Point-per-instance localization data:
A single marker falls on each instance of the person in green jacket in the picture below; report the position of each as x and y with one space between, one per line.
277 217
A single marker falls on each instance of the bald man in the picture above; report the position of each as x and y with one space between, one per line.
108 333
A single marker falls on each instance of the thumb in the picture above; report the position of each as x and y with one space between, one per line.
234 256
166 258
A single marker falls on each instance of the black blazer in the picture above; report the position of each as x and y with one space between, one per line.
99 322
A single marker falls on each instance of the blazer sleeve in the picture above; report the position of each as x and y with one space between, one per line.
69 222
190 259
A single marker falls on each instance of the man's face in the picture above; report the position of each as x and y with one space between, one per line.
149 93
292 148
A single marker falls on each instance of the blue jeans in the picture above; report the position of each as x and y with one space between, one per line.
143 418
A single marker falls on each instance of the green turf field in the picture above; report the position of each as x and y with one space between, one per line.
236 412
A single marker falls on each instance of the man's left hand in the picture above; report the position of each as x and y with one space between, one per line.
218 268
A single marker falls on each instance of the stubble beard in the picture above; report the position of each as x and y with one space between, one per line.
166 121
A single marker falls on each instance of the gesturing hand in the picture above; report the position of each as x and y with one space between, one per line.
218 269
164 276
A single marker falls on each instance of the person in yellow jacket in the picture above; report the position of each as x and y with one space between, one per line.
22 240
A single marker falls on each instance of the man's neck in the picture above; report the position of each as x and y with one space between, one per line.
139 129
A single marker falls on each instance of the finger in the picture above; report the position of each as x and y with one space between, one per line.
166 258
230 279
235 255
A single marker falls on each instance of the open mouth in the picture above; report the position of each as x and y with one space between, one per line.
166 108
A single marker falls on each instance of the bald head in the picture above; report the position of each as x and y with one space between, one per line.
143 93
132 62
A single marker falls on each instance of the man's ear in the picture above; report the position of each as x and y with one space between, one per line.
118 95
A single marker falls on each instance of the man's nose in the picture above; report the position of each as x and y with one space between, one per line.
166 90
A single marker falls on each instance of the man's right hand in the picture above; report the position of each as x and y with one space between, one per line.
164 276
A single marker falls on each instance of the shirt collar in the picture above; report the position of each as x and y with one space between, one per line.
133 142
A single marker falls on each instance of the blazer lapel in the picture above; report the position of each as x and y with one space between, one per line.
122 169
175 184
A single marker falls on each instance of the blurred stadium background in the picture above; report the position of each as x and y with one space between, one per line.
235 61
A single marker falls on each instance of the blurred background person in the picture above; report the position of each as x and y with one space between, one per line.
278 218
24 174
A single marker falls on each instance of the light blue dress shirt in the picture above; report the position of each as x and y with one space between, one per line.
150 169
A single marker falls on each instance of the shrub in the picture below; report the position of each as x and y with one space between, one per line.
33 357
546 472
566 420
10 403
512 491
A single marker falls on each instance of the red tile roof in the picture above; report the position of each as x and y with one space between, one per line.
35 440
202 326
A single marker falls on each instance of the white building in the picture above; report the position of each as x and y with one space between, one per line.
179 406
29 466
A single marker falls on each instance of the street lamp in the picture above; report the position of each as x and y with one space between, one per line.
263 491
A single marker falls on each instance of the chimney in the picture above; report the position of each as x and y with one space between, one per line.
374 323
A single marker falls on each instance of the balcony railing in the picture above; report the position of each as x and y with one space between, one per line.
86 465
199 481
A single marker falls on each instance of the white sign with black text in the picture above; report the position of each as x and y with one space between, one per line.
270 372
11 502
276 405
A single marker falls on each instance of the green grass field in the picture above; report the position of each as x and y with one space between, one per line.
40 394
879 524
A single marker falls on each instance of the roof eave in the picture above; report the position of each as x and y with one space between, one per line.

Prompt
Write out the data once more, word for word.

Solution
A single marker falls on each instance of the person in green jacket in the picture below; report the position of each as x and y with one space between, one per line.
277 217
A single marker falls on each instance of the bald man in the picture above; report the position of each as x and y with one space between, one per line.
108 333
A single marker falls on each instance of the thumb in the picture above; report the position of each as x and y with one space between, one per line.
234 256
166 258
A single marker falls on each instance of the black blazer in the picture above; report the position of each as x and y with one space between, one per line.
99 322
A single marker falls on each instance of the blazer sleeve in the picture above; report the position of each as x and y with one space between, one per line.
69 222
190 259
A single marker falls on each instance of the man's face in the picture above; report the position of each as x and y with one space between, one per line.
149 93
292 148
A single marker falls on each instance of the blue jeans in the picture above; report the position of each as x and y with one space between, one per line.
143 418
A single marker falls on each instance of the green turf field in the picture above; report the position of each as x and y with one space between, one per line.
236 412
A single marker falls on each instance of the man's left hand in the picture above; report the position of each as x and y with one space between, one per line.
218 268
A single marker falls on each instance of the stubble beard in the picture above; report the position of each as x and y with one space between, one per line.
166 121
A single marker falls on each instance of the gesturing hand in the picture above; report the position of each as x and y with one space between, one per line.
218 269
164 276
A single marker falls on each instance of the person in yellow jacket in the picture above; report the position of each as x and y with one space between, one per line.
22 240
A single marker falls on each instance of the man's neck in the picture above; report the position of each as x and y with one space between, one per line.
139 129
A single marker falls on each instance of the finger in the picture above; report the position of each as x and y with one space between, one per line.
166 258
230 279
235 255
A single marker falls on each instance of the open mouth in the picture above; report the position of each as x and y with one space between, one per line.
166 108
A single marker falls on each instance of the bald head in the picture above; report the position of each as x and y with one space between, one per line.
143 93
132 62
A single marker falls on each instance of the man's ear in the picture above; report the position of each as x and y with one space between, one per line.
118 95
A single marker falls on each instance of the man's nose in the picture above; report the position of each as x and y with one space between, one per line.
166 90
A single marker falls on each instance of the man's right hand in the picture above; report the position of each as x and y with one space between, one per line.
164 276
A single marker falls on each instance of the shirt collar in the picture above; report the position of each as x and y with one space between, one per line.
133 142
A single marker falls on each instance of the blazer lapel in the picture above; report the position of each as x and y with one space between, one per line.
122 169
175 184
A single marker falls on each instance of the blurred stadium background in the picture above; report the position of each as x and y with one space between, one per line.
235 61
A single marker falls on each instance of the blurred background person in the picture above; report the position of each as x and y with one space between, one per line.
278 218
24 174
A single marker falls on each instance of the light blue dress shirt in the picture above; report the position of each as x and y with one space between, one per line.
150 169
A single marker falls on each instance of the shrub in the picture below; report the position of each as x and y with one space between, one per line.
33 357
546 472
566 420
10 403
512 491
A single marker falls on each instance of the red tile roof in the picture above; report the position of each as x and y with one space between, one per line.
35 440
202 326
A single marker falls on each instance of the white building in the picture above; report the position of each as x and y with one space between, one per line.
179 406
29 466
A single marker falls on each instance of the street lamp in the picture above; report the position of each as x and y with one space between, one per line.
263 491
A single marker falls on each instance of the chimney in the picture above; report the position of each as x and y with one space between, one per line.
374 323
A single marker falls on each instance of the balcony railing in the picture above; report the position of each as x and y with one space between, one per line.
86 465
199 481
A single marker falls on each instance of the white sign with black text in the picture above; report the position of each as x and y with one space between, one per line.
270 372
11 502
276 405
A single marker falls on each instance of the green grass field in the picture above; report the position of each as x and y with one space between, one per line.
40 394
879 524
A single marker falls on each instance of the roof eave in the picture above; report the position of each as x and y with one space between, one per line.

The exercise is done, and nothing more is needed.